Challenge: Carry on the patent excerpt about the heat exchanger's inner fin, starting right after its last line.

Extract to read:

◇ ◇ ◇ ◇ ◇

SUMMARY OF INVENTION

Technical Problem

In order to further improve the performance of the fin in view of the technique of PTL 1, the present invention aims to provide a heat exchanger with improved heat radiation performance, a power conversion device including the heat exchanger, and a method for manufacturing an inner fin for the heat exchanger.

Solution to Problem

In a heat exchanger including an inner fin having heat transference and disposed in a flat passage, and a power conversion device including the heat exchanger, the inner fin is formed by a plurality of fin portions having a convex shape formed by a top surface portion and a side surface portion and having a hollow inside the convex shape; when a direction in which the plurality of fin portions are formed and lined to be continuous via a coupling portion is defined as a first direction and a direction in which slits are formed between the plurality of fin portions and lined is defined as a second direction, the plurality of fin portions are arranged at a predetermined interval in the second direction; and the inner fin is arranged such that the first direction and the second direction respectively forms an acute angle with respect to a flow of a refrigerant flowing in the flat passage.
A method for manufacturing an inner fin for a heat exchanger disposed in a flat passage of the heat exchanger and having heat transference includes a first step of performing rectangular punching at a predetermined interval along a side of a plate material having heat conductivity; a second step of performing bending with respect to a longitudinal direction of the plate material to form a plurality of fin portions; a third step of cutting the plate material in an oblique direction with respect to the side so as to be accommodated in the flat passage; and a fourth step of removing a plurality of incomplete fin portions produced by the cutting in the third step.

Advantageous Effects of Invention

A heat exchanger with improved heat radiation performance, a power conversion device including the heat exchanger, and a method for manufacturing an inner fin for a heat exchanger can be provided.

BRIEF DESCRIPTION OF DRAWINGS

FIG. 1 is a block diagram of an entire power conversion device.

FIG. 2 is a circuit diagram of a molded body of the power conversion device.

FIG. 3 is an external view of the molded body of FIG. 1 .

FIG. 4 is a cross-sectional view taken along line A-A of the molded body of FIG. 2 .

FIG. 5 is an exploded view of a power module including the heat exchanger of the present invention.

FIG. 6 is an exploded view of a first water channel of FIG. 4 .

FIG. 7 is an exploded view of a second water channel of FIG. 4 .

FIG. 8 is a structural diagram of a cooling water channel according to the first embodiment of the present invention.

FIG. 9 is a schematic flow diagram of the cooling water in the cooling water channel according to the first embodiment of the present invention.

FIG. 10 is a cross-sectional view taken along line D-D of FIG. 7 .

◇ ◇ ◇ ◇ ◇

Provided material:
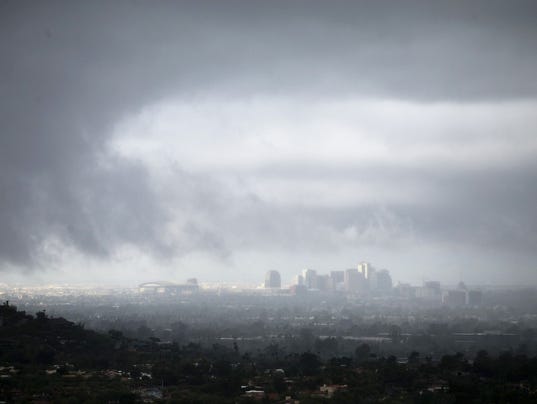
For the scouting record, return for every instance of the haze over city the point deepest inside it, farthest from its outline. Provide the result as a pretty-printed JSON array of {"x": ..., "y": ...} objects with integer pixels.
[{"x": 149, "y": 141}]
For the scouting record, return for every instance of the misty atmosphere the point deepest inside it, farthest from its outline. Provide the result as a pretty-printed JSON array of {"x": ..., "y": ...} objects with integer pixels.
[{"x": 290, "y": 201}]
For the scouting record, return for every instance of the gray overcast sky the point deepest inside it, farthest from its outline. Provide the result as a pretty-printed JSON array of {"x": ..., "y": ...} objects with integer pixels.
[{"x": 157, "y": 140}]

◇ ◇ ◇ ◇ ◇

Exercise output:
FIG. 11 is a structural diagram of a cooling water channel according to a second embodiment of the present invention.

FIG. 12 is a fin manufacturing process of the present invention.

Hereinafter, embodiments of the present invention will be described with reference to the drawings. The following description and drawings are examples for describing the present invention, and are omitted and simplified as appropriate for the sake of clarity of description. The present invention can be implemented in various other forms. Unless otherwise specified, each component may be singular or plural.
Positions, sizes, shapes, ranges, and the like of the components illustrated in the drawings may not represent actual positions, sizes, shapes, ranges, and the like in order to facilitate understanding of the invention. Therefore, the present invention is not necessarily limited to the position, size, shape, range, and the like disclosed in the drawings.

FIRST EMBODIMENT AND OVERALL CONFIGURATION

FIG. 1 is a block diagram of an entire power conversion device.
A power conversion device 1 is a device for converting direct current from a direct current (DC) power supply (battery) 2 into alternating current (AC) and outputting the alternating current to a motor 6. The power conversion device 1 includes a capacitor 3, a control device 4, an upper arm 300U, and a lower arm 300L. The capacitor 3 smooths the DC power output from the DC power supply 2. The control device 4 controls switching operations of the upper arm 300U and the lower arm 300L, which are switching elements.
FIG. 2 is a circuit diagram of a molded body of the power conversion device.
A molded body 300 having a function of a power module includes power semiconductor elements 321, 321L, 322U, and 322L. The power semiconductor elements 321U and 321L are insulated gate bipolar transistors (IGBTs). The power semiconductor elements 322U and 322L are diodes. The power semiconductor elements 321U, 321L, 322U, and 322L can be alternatively applied with a field effect transistor (FET) or the like.
The molded body 300 is configured by an upper arm 300U and a lower arm 300L. The upper arm 300U is configured by an IGBT 321U and a diode 322U. The lower arm 300L is configured by an IGBT 321L and a diode 322L. The upper arm 300U has a DC positive electrode terminal 311 and a signal terminal 314. The lower arm 300L has a DC negative electrode terminal 312 and a signal terminal 315.
The DC positive electrode terminal 311 and the DC negative electrode terminal 312 are connected to the capacitor 3 and the like, and supply power from the outside of the molded body 300. The signal terminals 314 and 315 are connected to a control substrate including the control device 4, and control switching operation of the power semiconductor element. The molded body 300 includes an AC terminal 313. The AC terminal 313 electrically connects the upper arm 300U and the lower arm 300L, and outputs an AC current to the outside of the molded body 300.
FIG. 3 is an external view of the molded body of FIG. 1 .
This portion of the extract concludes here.